- **EXERCISE PROMPT**
I need the records below retyped exactly.
*** MATERIAL FOR THIS TASK
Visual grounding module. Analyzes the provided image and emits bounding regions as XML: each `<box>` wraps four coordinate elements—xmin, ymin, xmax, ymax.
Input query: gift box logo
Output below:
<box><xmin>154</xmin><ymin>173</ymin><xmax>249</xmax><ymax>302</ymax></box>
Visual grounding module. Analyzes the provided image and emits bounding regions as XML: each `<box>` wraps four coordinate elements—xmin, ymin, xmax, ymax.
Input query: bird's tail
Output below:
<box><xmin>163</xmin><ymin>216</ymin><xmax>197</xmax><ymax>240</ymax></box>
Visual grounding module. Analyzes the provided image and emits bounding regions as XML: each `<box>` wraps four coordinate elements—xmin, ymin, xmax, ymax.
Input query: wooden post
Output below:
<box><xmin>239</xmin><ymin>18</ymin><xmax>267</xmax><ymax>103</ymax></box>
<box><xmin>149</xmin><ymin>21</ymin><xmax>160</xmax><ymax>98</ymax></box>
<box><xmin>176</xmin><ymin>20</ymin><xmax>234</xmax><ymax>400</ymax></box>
******
- **RESPONSE**
Visual grounding module. Analyzes the provided image and emits bounding regions as XML: each `<box>` wraps four coordinate elements—xmin, ymin, xmax, ymax.
Input query: gift box logo
Output below:
<box><xmin>154</xmin><ymin>173</ymin><xmax>249</xmax><ymax>302</ymax></box>
Visual grounding module. Analyzes the provided image and emits bounding regions as XML: each `<box>` wraps four coordinate elements—xmin, ymin, xmax, ymax.
Input query: bird's tail
Output below:
<box><xmin>163</xmin><ymin>216</ymin><xmax>197</xmax><ymax>240</ymax></box>
Visual grounding module. Analyzes the provided image and emits bounding regions as XML: each `<box>` wraps four coordinate elements—xmin, ymin, xmax, ymax.
Input query: wooden post
Output below:
<box><xmin>239</xmin><ymin>18</ymin><xmax>267</xmax><ymax>103</ymax></box>
<box><xmin>149</xmin><ymin>21</ymin><xmax>160</xmax><ymax>98</ymax></box>
<box><xmin>176</xmin><ymin>20</ymin><xmax>234</xmax><ymax>400</ymax></box>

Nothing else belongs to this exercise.